:: TASK INSTRUCTIONS ::
Could you render all of the records below as a numbered list, leaving out any blank lines?

Extracted records:
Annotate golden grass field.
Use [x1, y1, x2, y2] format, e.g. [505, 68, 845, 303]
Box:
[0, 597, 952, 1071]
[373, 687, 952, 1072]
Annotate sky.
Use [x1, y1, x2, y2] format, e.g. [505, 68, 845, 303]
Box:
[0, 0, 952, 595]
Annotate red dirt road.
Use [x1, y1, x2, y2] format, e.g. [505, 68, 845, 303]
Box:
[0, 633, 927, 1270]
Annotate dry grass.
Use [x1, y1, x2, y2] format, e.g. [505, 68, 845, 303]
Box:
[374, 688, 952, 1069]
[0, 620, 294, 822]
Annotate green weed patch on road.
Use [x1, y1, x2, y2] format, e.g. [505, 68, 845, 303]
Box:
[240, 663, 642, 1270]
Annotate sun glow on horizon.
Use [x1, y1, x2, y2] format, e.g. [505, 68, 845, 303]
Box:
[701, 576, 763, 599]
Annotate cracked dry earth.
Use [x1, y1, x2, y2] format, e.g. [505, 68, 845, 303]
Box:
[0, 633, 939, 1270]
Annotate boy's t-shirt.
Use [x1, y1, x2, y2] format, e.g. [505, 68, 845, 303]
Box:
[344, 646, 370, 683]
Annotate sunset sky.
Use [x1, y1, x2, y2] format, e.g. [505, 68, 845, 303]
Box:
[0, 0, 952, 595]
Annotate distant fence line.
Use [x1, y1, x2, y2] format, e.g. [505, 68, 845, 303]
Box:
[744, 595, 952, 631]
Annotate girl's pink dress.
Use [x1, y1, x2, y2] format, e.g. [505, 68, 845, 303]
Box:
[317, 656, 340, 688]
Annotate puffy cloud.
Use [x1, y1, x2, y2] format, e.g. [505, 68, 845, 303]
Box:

:: OUTPUT FOR THIS EXERCISE ::
1. Annotate golden grass field.
2. Use [x1, y1, x2, y2] format, e.g. [505, 68, 845, 303]
3. Box:
4. [0, 597, 952, 1071]
5. [373, 687, 952, 1072]
6. Annotate sky.
7. Use [x1, y1, x2, y2] format, e.g. [505, 68, 845, 303]
8. Box:
9. [0, 0, 952, 595]
10. Annotate red dirt road.
11. Use [x1, y1, x2, y2] format, e.g. [505, 68, 845, 303]
12. Box:
13. [0, 633, 927, 1270]
14. Annotate dry grass.
15. Use [x1, y1, x2, y2] format, e.g. [505, 68, 845, 303]
16. Box:
17. [374, 688, 952, 1069]
18. [0, 620, 294, 822]
19. Annotate green weed patch on road.
20. Use [x1, y1, x2, y2] format, e.g. [505, 68, 845, 303]
21. Box:
22. [240, 663, 642, 1270]
23. Annotate sun glow on horizon.
24. Use [x1, y1, x2, y2] format, e.g. [505, 68, 845, 303]
25. Box:
26. [701, 576, 763, 599]
27. Annotate cracked dry earth.
28. Use [x1, y1, x2, y2] format, e.g. [505, 68, 845, 303]
29. Box:
30. [0, 633, 939, 1270]
31. Annotate boy's t-shirt.
32. Use [x1, y1, x2, y2] format, e.g. [505, 68, 845, 303]
33. Box:
34. [344, 646, 370, 683]
35. Annotate sunset sky.
36. Use [x1, y1, x2, y2] format, e.g. [505, 68, 845, 303]
37. Box:
38. [0, 0, 952, 595]
39. Annotate distant fence line.
40. Use [x1, y1, x2, y2] format, e.g. [505, 68, 845, 303]
41. Box:
42. [744, 595, 952, 631]
43. Annotate girl's pink dress.
44. Use [x1, y1, x2, y2] format, e.g. [505, 68, 845, 303]
45. Box:
46. [317, 656, 340, 688]
47. Annotate puffy cloud.
48. Use [x1, y1, x2, y2] format, e.g. [505, 68, 845, 303]
49. Box:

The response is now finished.